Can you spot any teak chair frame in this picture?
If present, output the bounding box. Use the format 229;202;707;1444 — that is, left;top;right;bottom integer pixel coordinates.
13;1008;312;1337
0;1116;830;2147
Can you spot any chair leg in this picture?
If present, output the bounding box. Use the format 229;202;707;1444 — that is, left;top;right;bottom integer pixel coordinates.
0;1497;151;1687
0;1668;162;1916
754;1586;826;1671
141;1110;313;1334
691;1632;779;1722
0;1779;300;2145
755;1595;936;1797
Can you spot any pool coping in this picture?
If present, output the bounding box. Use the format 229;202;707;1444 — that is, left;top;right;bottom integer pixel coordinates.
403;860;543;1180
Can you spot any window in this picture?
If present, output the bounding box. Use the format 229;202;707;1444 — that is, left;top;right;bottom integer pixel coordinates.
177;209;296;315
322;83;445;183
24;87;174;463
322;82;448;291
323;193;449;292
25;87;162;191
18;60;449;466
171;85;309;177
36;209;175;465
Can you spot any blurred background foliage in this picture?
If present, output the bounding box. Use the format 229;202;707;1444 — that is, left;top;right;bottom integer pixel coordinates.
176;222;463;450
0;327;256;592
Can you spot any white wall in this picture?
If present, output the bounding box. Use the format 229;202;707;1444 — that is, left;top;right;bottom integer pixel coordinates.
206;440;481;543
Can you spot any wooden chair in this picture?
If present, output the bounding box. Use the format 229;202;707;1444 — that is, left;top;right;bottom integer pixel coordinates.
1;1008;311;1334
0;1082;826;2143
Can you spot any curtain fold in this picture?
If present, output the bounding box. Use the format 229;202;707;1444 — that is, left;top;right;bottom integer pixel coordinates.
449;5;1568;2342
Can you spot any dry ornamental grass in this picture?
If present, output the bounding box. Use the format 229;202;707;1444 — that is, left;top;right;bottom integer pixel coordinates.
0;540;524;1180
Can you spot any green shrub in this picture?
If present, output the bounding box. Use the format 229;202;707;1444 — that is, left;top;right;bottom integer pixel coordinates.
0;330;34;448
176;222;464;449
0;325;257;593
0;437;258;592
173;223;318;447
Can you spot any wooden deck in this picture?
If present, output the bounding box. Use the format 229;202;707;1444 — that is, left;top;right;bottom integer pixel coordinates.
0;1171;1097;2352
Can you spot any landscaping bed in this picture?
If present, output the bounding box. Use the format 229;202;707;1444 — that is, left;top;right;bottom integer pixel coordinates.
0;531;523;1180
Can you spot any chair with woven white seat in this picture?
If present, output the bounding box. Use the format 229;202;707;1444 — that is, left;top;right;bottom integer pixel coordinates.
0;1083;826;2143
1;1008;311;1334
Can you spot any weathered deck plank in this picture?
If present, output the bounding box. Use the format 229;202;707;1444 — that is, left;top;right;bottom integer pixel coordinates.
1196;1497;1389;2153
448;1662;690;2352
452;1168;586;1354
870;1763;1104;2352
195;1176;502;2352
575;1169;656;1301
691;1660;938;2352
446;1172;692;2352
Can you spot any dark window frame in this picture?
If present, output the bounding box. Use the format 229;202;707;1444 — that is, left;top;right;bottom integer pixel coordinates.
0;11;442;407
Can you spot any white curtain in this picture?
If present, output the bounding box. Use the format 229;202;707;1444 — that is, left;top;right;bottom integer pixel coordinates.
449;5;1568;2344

☆ ☆ ☆ ☆ ☆

Write out all the records above again, exactly as they stand.

→ **EXERCISE RESULT**:
Can you spot any teak chair frame in this picture?
If present, output the bounding box. Use the format 229;202;707;1444 — that is, left;top;right;bottom integer pixel coordinates.
13;1008;312;1337
0;1116;830;2147
Can you spot any chair leg in this picture?
If present, output the bounding box. Use the format 229;202;707;1444 — that is, left;top;right;bottom integer pixel coordinates.
0;1497;151;1687
0;1668;162;1916
754;1586;826;1671
141;1110;313;1334
691;1632;779;1722
0;1779;300;2145
755;1595;936;1797
Can you spot any pool coping in this picture?
If present, output the bounding box. Use the format 229;202;707;1444 — that is, left;top;right;bottom integer pixel coordinates.
403;860;543;1180
Can you spot any window in this picture?
If present, output the bounding box. Use the format 229;202;707;1444 — that is, left;top;right;bottom integer pixel coordinates.
177;209;296;315
322;83;445;183
24;87;174;463
322;82;448;291
323;193;449;292
25;87;162;191
18;60;449;466
171;85;309;177
36;209;175;465
Can you spot any blurred background foliage in this picture?
If present, output the bounding box. Use the format 229;202;707;1444 — that is, left;top;right;bottom integer pixel coordinates.
176;222;463;450
0;327;256;592
Can you spot any white wall in this picture?
If present, output the bounding box. Use the format 229;202;707;1444 — that is, left;top;right;bottom integer pixel coordinates.
206;440;481;543
Can you spot any wooden chair in this picture?
If present, output the bounding box. Use the format 229;202;707;1444 — that is, left;top;right;bottom integer pixel coordinates.
1;1008;311;1334
0;1082;826;2143
Can you spot any curtain fold in this picture?
If present, output the bounding box. Use the format 229;202;707;1444 — that is, left;top;right;bottom integer pixel coordinates.
449;5;1568;2342
Can you spot any dry ornamental grass in this picture?
If present, output the bounding box. Use the format 229;202;707;1444 — that is, left;top;right;bottom integer pixel coordinates.
0;540;524;1180
Can you spot any green shrub in this picture?
If present, output the bounding box. Use the format 229;202;707;1444 — that is, left;top;right;bottom integer pixel coordinates.
0;330;34;448
176;222;464;449
0;325;257;593
0;437;258;592
173;223;318;447
Can you spot any wooden deck in this picture?
If present, output the bounding box. Use the format 229;202;707;1444 — that is, left;top;right;bottom integer pixel coordinates.
0;1171;1097;2352
Can you spot any landscaping bed in this picture?
If present, output the bounding box. Use the format 229;202;707;1444 — that is, left;top;right;bottom integer pixel coordinates.
0;531;523;1180
Can you spot any chair with woven white seat in this picture?
If present, output the bounding box. Use the format 229;202;707;1444 — that is, left;top;right;bottom integer pixel coordinates.
0;1083;826;2143
1;1008;311;1334
Can you spot any weathered deck plank in this picture?
If present, output the bounding box. Use the format 229;202;707;1444 — that is, left;top;right;bottom integer pixel coordinates.
1196;1497;1389;2153
448;1662;690;2352
452;1168;586;1354
870;1763;1104;2352
195;1176;502;2352
575;1169;656;1301
691;1660;938;2352
446;1172;692;2352
Can you spot any dark window frame in this picture?
If present, output the bounding box. Use the format 229;202;707;1444 — that is, left;top;right;bottom integer pixel coordinates.
0;11;442;407
Can you spot any white curtain in this picture?
If present, output the bounding box. Use the format 229;202;707;1444 — that is, left;top;right;bottom integer pixel coordinates.
449;5;1568;2344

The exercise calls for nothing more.